> **REQUIRED TASK 1**: In the blog post about a night out at a show, how much older is Claire's boyfriend than the writer's boyfriend?

> **DOCUMENT EXTRACT**:

The show itself was awesome, even if no one is ever going to replace Tim Curry as the Frank. N. Furter in my eyes. The guy they had did a pretty damn good job though, as did the rest of the cast. I didn't know any of the shout-outs, and no, I did not do the Time Warp because I am lame and shy in crowds, but it was all still great fun. There was, however, a worrying moment at the end of the halftime interval where the lights went out as I was trying to finish my melting ice cream. Eating melting ice cream with a tiny plastic spoon/spatula thing in the dark is not easy, and there's that terrifying moment when you feel something cold and wet hit your shorts and have to hope that it was just condensation off the tub and you don't actually have an embarrasing white stain near your crotch area that will be very hard to explain. Thankfully, it was just condensation. It was the theatre equivalent of the 'popcorn down the top' situation that can arise at the cinema when you take too big a handful of popcorn and it bounces off your face when you try to eat it and ends up lodged in your bra.
Umm... I really hope I'm not the only person that's happened to... Erm... Yeah, moving on...
Anyway, after we successfully navigated our way out of the huge crowd of scarily drunk middle-aged women dressed very innapropriately for their age, we hit a noodle bar for food. And there commenced the ritual taking of Very Silly Pictures. The VSP part of a night out is one of the most important parts. When you are drunk, it tells you the dumb things you did, when you are sober, it tells you how crazy you actually are.
For me, it informed me that I apparently have a hell of a rape-face sometimes, and it reinforced the whole 'schizophrenic goth playboy bunny thing'. Yeah, not so proud of that part...
In any case, we made it home in one piece, and commenced with the evening ritual of tea-making. We were, however, confronted with the two boyfriend figures of the house realising the need for a hierarchy. Mine was here first, but we are now presented with Claire's. The actual confrontation bolied down to this:
Boyfriend #1: We must assert dominance here. Only I may mate with the females!
Boyfriend #2: *cowers*
The funny part here is that Claire's boyfriend is actually 7 years older than mine (and Claire, come to that). I did throw in a comment about male lions humping each other to assert dominance, but they ultimately went with the stag beetle approach and grappled for a while. This, I feel, was not quite as much fun to watch, but then again, our boyfriends already flirt with each other so much that I suppose they don't need any more encouragement.
Did I mention that our household is rather weird? No? Well it is. I'm not sure how my other flatemate copes really.
Welp, I think that's the outing rather neatly summerised. I hope you enjoyed the tale.

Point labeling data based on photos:
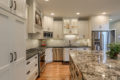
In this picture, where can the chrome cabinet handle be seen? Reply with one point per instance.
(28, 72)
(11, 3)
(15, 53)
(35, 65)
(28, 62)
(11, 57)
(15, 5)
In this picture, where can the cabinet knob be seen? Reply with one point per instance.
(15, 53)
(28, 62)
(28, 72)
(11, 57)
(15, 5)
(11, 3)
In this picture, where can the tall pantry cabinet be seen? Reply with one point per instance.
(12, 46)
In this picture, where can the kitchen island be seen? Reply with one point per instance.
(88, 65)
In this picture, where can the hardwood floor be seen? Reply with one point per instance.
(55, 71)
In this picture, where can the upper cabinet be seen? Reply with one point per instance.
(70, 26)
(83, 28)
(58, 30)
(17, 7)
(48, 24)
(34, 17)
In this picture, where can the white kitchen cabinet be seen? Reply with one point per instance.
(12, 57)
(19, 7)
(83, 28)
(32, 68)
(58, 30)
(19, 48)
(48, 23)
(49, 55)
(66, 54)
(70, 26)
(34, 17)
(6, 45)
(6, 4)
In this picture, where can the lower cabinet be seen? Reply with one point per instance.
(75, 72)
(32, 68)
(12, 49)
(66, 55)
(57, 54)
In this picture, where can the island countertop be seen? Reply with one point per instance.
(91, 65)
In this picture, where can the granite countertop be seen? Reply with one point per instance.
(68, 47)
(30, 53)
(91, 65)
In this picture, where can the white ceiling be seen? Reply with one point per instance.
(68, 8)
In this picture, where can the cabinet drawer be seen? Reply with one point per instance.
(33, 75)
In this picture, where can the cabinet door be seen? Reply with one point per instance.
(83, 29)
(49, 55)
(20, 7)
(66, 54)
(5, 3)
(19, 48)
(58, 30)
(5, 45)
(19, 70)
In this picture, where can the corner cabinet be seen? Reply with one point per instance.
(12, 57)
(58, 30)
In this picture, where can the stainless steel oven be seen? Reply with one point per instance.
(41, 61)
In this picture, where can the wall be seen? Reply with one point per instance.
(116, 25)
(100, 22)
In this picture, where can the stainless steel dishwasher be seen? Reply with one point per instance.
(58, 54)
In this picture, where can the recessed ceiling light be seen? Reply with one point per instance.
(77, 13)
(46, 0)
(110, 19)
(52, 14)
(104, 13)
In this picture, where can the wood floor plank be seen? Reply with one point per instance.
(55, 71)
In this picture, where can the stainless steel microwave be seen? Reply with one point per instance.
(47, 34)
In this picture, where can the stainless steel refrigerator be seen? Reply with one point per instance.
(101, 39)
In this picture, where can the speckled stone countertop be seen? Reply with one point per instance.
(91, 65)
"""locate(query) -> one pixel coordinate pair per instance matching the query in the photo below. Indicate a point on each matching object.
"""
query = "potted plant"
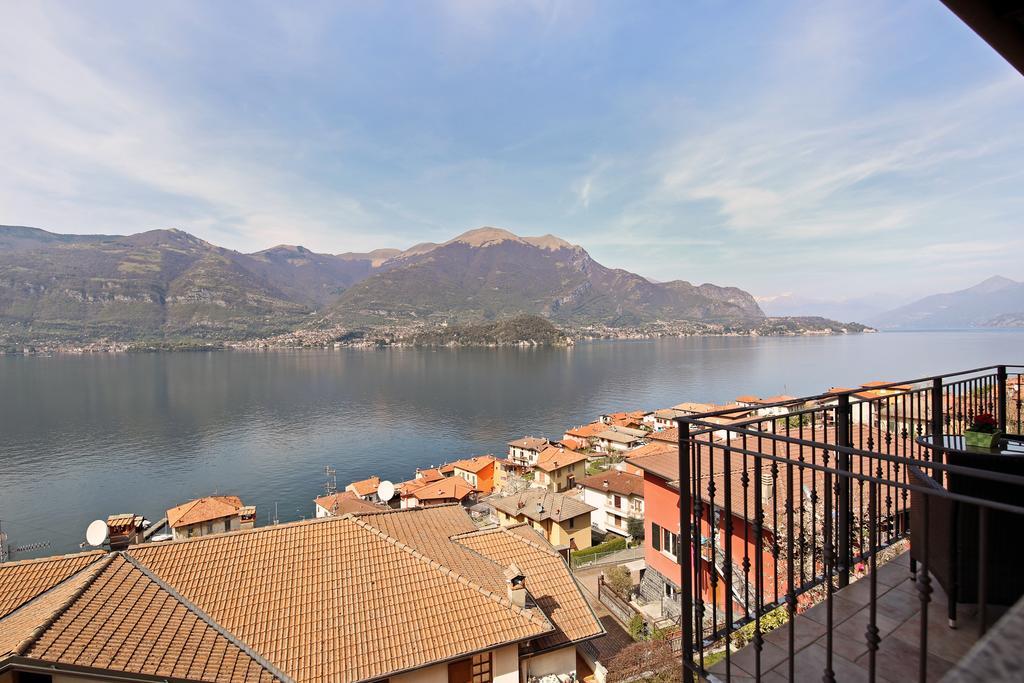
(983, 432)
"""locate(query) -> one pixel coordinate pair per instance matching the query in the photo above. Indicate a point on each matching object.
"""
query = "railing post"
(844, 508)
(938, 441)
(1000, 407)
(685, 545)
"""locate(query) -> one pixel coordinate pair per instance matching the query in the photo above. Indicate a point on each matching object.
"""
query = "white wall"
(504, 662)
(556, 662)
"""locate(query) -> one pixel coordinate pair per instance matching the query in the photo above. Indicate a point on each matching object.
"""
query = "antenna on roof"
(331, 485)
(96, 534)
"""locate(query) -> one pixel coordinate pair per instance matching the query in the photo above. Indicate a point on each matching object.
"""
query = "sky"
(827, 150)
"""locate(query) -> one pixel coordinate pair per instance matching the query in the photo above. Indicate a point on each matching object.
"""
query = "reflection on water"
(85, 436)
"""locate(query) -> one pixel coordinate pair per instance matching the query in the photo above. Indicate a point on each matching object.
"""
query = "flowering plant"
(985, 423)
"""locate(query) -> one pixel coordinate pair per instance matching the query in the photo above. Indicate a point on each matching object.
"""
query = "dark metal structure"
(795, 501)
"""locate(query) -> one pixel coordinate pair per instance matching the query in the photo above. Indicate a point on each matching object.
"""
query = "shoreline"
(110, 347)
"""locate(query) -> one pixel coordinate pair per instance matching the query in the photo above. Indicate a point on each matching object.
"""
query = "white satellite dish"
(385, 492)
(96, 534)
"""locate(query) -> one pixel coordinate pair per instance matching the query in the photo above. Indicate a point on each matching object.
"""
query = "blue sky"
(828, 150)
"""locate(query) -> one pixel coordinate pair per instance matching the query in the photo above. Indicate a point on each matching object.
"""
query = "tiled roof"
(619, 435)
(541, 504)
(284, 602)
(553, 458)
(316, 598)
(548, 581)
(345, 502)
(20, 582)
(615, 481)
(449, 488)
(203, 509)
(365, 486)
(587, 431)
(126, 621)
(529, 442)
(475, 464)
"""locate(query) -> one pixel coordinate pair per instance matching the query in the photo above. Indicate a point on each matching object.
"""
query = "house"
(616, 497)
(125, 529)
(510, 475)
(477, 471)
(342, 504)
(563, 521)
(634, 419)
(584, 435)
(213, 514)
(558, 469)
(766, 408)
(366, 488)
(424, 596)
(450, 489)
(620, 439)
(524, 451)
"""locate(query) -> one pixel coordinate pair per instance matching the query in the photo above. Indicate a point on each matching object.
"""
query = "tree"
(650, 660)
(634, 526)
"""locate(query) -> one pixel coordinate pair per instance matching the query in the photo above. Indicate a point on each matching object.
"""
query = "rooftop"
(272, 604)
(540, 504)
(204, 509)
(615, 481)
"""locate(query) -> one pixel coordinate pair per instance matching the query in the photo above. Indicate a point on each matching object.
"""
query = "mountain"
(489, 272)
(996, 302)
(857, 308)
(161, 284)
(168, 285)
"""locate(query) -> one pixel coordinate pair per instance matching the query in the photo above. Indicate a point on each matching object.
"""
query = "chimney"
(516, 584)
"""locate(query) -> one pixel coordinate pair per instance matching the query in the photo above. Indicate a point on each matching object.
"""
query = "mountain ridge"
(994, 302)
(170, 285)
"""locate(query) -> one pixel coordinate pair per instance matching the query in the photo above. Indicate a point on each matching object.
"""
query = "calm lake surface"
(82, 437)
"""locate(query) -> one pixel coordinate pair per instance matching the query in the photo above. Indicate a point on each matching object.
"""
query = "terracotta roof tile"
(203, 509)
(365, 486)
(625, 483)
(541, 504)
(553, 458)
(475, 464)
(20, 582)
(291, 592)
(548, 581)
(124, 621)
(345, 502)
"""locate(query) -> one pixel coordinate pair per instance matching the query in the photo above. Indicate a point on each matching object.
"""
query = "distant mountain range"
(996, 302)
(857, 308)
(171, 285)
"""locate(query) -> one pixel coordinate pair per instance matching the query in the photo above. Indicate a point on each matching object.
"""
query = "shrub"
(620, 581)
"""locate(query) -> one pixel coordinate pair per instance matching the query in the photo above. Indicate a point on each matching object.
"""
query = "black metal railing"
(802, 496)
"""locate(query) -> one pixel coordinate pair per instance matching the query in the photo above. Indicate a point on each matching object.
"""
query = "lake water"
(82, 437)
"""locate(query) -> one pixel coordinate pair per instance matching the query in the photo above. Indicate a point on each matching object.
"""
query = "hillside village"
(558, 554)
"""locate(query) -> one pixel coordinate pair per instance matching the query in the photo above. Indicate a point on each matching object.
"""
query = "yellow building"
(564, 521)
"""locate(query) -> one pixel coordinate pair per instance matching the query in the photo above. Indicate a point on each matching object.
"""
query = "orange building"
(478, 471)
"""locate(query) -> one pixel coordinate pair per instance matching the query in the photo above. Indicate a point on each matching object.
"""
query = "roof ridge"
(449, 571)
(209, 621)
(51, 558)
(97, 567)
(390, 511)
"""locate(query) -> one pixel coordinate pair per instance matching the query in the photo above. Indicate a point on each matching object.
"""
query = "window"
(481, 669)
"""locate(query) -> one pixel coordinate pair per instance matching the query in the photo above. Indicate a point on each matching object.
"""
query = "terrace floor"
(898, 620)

==

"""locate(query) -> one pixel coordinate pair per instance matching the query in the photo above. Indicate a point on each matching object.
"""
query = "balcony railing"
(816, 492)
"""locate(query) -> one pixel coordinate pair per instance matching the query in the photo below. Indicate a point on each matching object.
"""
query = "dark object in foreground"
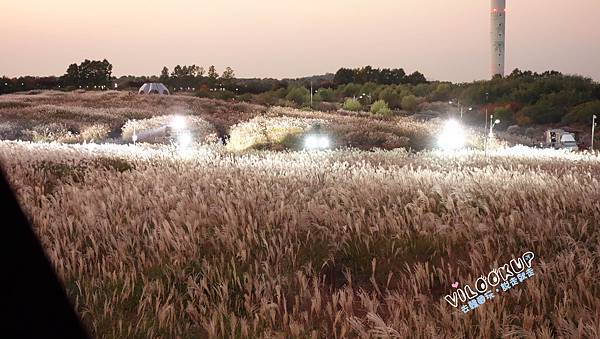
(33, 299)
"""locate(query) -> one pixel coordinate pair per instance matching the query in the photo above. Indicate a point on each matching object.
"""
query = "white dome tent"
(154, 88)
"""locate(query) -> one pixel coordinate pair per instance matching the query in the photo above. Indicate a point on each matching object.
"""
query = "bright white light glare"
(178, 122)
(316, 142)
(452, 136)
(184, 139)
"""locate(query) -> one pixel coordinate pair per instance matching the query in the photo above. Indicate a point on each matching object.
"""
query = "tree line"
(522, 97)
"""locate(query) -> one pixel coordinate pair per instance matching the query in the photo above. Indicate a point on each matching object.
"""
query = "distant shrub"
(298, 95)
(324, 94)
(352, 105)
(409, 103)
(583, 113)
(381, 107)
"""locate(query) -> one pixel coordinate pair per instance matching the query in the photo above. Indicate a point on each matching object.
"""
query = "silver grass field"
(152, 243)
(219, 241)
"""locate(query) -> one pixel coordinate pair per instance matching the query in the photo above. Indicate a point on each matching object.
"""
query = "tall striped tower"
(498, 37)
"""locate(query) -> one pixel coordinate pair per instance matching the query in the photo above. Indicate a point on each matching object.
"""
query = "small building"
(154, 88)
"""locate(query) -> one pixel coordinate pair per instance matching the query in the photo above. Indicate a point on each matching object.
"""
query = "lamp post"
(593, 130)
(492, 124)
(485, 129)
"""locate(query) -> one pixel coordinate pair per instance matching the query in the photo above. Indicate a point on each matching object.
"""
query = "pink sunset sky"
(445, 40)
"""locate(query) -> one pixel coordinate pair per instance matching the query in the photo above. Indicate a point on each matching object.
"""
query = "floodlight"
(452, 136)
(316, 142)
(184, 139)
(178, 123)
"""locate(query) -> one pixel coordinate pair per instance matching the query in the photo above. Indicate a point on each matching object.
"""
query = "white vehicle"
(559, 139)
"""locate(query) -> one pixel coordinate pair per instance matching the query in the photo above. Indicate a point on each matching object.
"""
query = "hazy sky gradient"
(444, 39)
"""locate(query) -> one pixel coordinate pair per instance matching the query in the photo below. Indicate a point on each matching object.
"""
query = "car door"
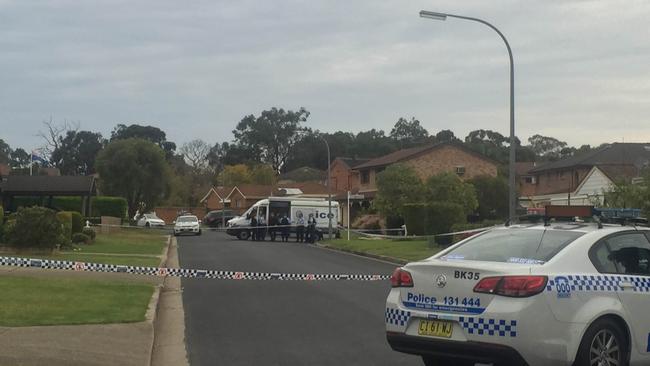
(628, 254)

...

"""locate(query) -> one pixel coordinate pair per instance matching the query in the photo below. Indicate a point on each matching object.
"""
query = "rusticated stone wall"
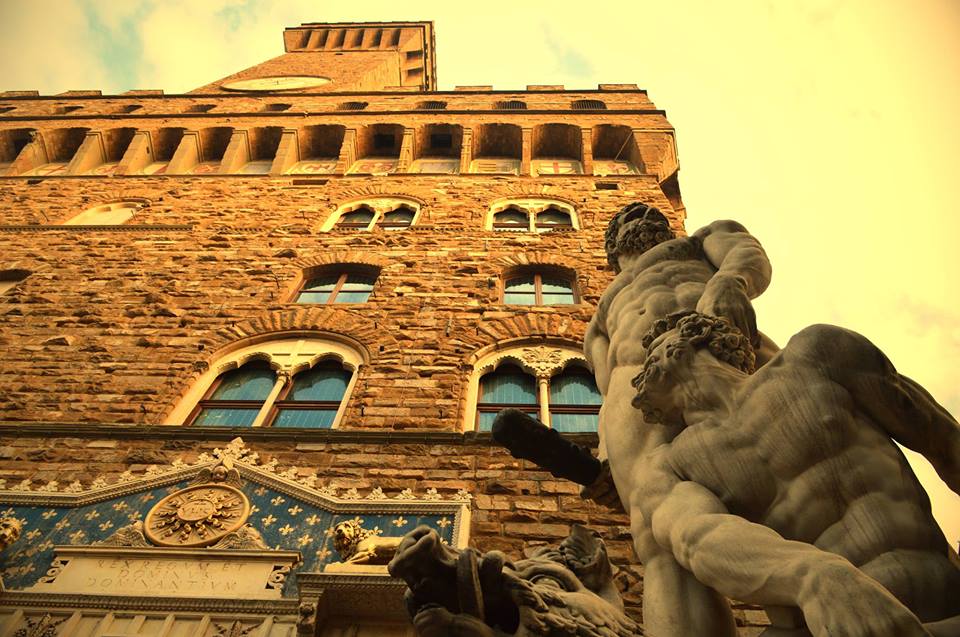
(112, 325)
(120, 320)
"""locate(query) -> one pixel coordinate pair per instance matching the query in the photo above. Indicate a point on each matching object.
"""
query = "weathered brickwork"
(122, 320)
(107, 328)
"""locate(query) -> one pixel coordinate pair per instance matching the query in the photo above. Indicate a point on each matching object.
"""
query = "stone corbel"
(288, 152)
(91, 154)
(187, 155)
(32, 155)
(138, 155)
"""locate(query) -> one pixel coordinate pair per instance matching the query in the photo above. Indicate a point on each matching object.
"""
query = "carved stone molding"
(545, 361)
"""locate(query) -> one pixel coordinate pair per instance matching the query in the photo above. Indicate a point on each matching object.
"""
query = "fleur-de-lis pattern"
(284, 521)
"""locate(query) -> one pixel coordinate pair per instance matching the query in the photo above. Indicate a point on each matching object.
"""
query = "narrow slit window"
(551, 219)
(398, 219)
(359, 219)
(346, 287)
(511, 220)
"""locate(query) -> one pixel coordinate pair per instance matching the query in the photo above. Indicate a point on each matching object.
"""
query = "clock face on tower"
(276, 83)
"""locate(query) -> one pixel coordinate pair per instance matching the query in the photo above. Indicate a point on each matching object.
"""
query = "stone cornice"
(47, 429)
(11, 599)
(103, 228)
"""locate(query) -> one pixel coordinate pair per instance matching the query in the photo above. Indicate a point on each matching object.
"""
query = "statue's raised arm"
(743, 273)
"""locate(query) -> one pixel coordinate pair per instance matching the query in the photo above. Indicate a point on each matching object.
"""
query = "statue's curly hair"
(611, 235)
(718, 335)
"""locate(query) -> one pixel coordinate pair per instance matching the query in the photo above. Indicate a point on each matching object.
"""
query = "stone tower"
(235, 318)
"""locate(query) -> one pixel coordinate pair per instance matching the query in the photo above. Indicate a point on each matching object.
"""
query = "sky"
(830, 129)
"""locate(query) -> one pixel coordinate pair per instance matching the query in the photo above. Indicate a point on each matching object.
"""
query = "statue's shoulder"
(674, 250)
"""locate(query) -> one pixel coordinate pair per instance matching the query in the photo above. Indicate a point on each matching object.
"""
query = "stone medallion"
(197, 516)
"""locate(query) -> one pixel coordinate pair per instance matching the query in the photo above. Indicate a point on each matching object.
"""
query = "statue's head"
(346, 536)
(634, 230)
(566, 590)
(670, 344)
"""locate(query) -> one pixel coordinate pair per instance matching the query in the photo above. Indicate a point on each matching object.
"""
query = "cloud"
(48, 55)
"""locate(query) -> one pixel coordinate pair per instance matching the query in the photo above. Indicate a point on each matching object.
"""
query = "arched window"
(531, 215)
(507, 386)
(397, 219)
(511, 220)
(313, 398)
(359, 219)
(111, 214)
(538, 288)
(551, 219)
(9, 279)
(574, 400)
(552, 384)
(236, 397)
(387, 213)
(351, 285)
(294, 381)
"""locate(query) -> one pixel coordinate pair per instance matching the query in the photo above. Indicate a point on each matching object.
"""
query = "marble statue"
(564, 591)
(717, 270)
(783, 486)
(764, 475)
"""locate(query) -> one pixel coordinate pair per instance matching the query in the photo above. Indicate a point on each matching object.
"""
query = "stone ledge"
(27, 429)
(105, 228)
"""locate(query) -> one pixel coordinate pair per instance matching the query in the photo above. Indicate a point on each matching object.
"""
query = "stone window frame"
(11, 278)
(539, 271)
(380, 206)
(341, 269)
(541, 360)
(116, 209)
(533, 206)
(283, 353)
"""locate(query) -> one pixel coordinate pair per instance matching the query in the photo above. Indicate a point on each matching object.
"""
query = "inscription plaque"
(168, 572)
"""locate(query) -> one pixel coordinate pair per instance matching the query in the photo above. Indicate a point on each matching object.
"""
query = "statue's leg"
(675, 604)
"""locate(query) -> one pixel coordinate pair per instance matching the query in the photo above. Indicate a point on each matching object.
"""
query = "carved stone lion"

> **REQUIRED TASK 2**: How many lines of the entries contain the string "door"? Case counts, and reply with the number alone.

> **OUTPUT 1**: Seven years older.

> **OUTPUT 2**: 2